## EXERCISE AIM
Present the lines below as a numbered list, omitting any blank lines and excluding the pictures from your answer.

(Data extracted from a collection)
┌────────

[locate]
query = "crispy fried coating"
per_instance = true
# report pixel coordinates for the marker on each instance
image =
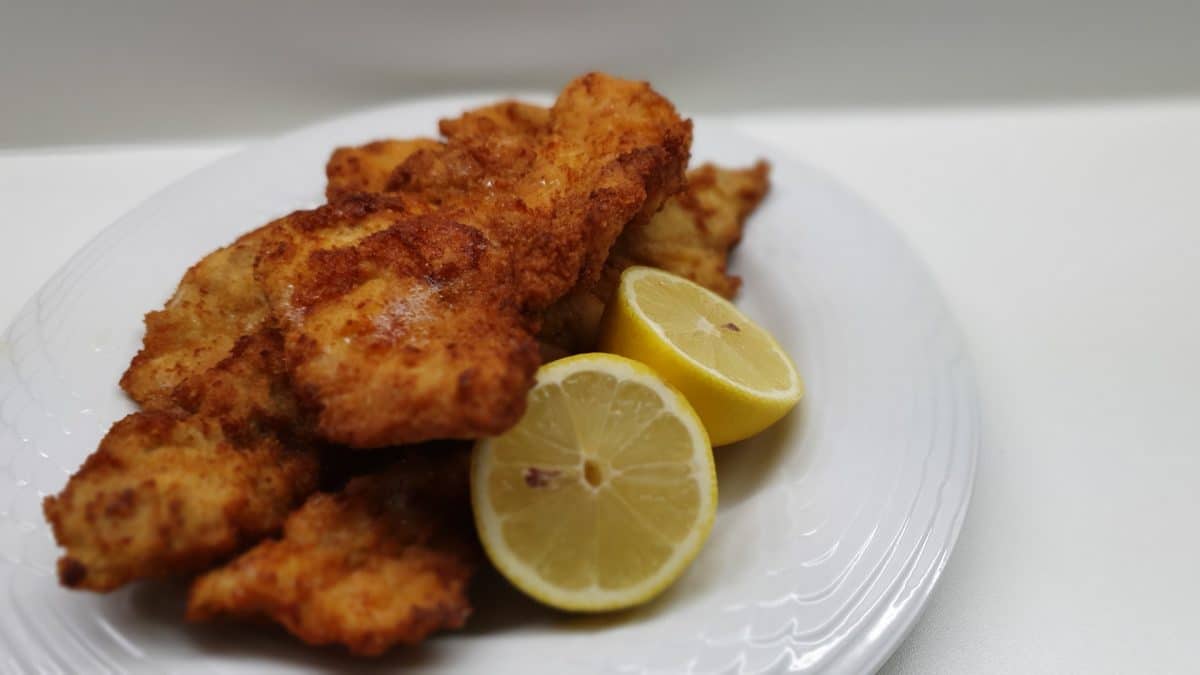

└────────

## FULL RESPONSE
1. [locate]
2. query = "crispy fried coating"
3. per_instance = true
4. # report pixel coordinates for the marker on each instance
5. image =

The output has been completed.